[Entries from a pointing dataset]
((
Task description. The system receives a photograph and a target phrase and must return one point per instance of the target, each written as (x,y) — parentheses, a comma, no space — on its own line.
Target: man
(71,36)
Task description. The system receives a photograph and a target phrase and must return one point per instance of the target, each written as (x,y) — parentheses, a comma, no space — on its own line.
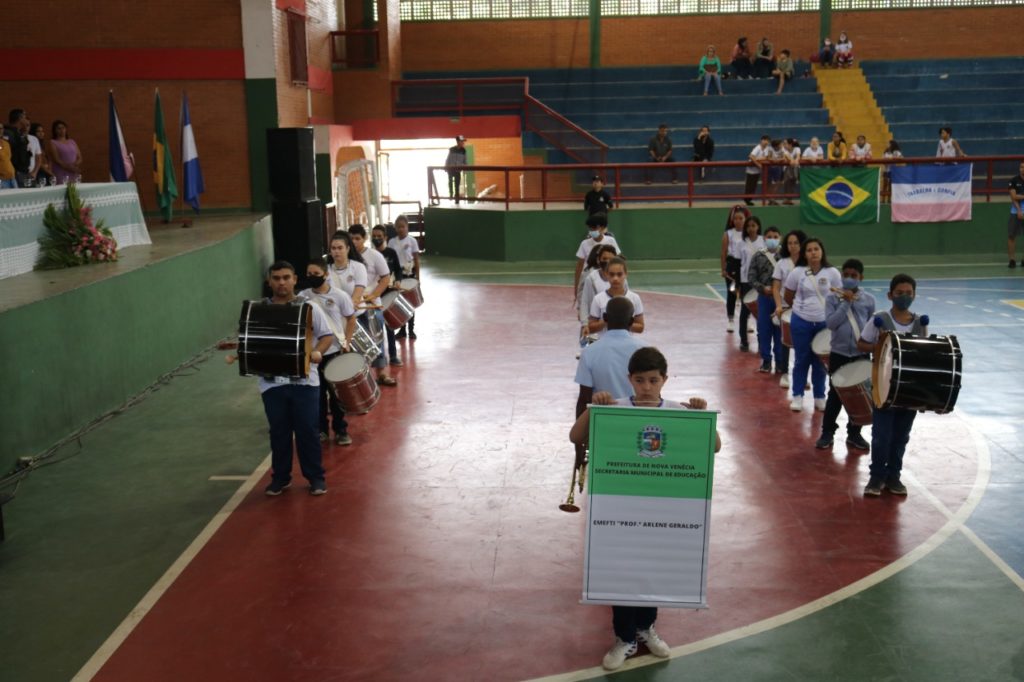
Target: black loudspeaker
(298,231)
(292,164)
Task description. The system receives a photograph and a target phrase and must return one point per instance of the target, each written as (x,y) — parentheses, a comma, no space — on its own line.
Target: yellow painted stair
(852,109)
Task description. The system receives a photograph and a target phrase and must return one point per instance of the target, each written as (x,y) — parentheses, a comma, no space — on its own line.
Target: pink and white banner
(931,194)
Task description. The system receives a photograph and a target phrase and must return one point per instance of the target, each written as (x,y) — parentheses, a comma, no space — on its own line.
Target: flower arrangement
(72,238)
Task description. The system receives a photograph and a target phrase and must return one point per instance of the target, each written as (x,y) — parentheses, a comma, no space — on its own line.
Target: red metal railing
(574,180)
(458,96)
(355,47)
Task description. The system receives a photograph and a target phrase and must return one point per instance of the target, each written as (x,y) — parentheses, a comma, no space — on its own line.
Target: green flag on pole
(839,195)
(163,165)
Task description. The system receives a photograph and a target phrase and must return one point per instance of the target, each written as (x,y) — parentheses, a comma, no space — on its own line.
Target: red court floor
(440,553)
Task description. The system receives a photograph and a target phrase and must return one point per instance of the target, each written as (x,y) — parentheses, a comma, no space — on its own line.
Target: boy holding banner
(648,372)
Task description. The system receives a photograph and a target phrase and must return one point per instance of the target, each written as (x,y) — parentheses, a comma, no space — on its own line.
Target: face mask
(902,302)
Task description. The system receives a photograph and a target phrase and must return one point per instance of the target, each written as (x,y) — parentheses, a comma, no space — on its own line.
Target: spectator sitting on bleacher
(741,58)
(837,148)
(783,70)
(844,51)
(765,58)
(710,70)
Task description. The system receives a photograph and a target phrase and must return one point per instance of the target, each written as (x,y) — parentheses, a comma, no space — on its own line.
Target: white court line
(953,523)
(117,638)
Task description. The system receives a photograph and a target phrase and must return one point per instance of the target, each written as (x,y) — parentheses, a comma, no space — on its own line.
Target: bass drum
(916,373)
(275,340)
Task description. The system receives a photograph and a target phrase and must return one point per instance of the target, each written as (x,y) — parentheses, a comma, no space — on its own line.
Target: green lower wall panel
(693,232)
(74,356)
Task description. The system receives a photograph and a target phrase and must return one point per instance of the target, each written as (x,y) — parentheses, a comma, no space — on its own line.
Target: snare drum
))
((
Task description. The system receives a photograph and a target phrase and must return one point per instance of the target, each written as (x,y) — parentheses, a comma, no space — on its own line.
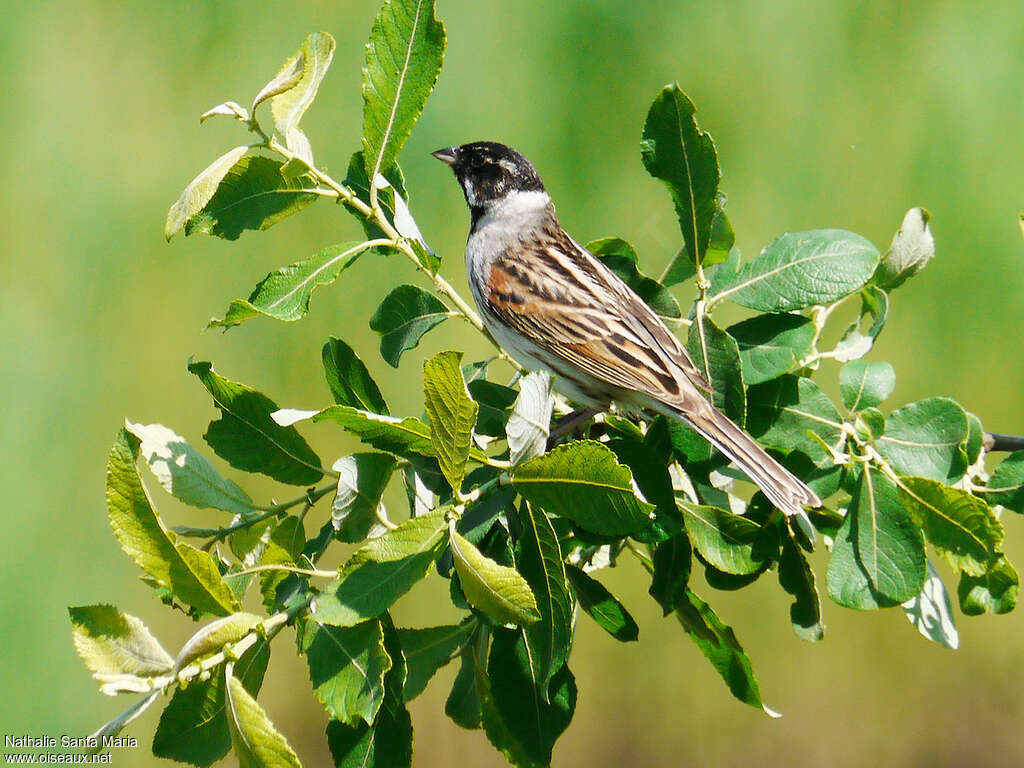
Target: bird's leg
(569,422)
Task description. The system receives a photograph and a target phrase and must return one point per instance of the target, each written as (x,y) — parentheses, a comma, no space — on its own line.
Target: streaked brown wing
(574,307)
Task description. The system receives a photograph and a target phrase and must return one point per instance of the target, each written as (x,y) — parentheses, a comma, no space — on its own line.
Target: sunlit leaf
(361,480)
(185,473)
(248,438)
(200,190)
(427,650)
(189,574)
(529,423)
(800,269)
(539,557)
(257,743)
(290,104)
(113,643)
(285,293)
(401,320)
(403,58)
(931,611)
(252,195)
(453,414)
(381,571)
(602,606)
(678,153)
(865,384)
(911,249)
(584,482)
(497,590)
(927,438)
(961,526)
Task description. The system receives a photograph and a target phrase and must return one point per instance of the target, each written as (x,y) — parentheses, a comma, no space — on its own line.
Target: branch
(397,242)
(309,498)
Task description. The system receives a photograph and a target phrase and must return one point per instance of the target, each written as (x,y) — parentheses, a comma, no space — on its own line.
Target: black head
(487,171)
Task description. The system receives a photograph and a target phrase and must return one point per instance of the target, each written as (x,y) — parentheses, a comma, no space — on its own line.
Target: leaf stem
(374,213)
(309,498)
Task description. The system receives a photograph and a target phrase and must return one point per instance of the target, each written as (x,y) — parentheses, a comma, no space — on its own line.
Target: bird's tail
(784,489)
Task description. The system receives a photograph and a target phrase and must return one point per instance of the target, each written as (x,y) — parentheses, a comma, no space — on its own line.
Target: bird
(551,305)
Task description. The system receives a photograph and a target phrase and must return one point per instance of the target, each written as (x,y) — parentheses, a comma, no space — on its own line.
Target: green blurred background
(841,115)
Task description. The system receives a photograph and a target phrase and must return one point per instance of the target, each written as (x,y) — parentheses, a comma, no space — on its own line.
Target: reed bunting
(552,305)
))
• _EXERCISE_:
Return every line of the items above that contains the string "white". Case counts.

• _EXERCISE ANSWER_:
Target: pink and white banner
Target: white court line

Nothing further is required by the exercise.